What is asked ->
Display each line of the entries below that contains the string "with", treating uppercase and lowercase as different.

Excerpts from a detection dataset:
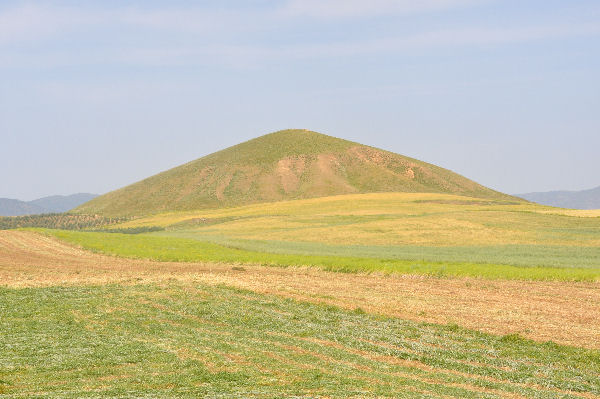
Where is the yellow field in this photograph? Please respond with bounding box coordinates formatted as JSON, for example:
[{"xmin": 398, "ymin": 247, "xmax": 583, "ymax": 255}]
[
  {"xmin": 0, "ymin": 230, "xmax": 600, "ymax": 349},
  {"xmin": 116, "ymin": 193, "xmax": 600, "ymax": 247}
]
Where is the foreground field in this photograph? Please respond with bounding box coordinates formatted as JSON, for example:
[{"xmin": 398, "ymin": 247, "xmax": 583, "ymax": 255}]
[
  {"xmin": 0, "ymin": 282, "xmax": 600, "ymax": 398},
  {"xmin": 0, "ymin": 230, "xmax": 600, "ymax": 349}
]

Worked answer ->
Where is the yellow field in this photograph? Please respond with bounding box coordinates formatted as JSON, for example:
Where is the foreground field in this photograph? Please respond with bounding box coordinates formatted as JSON, for example:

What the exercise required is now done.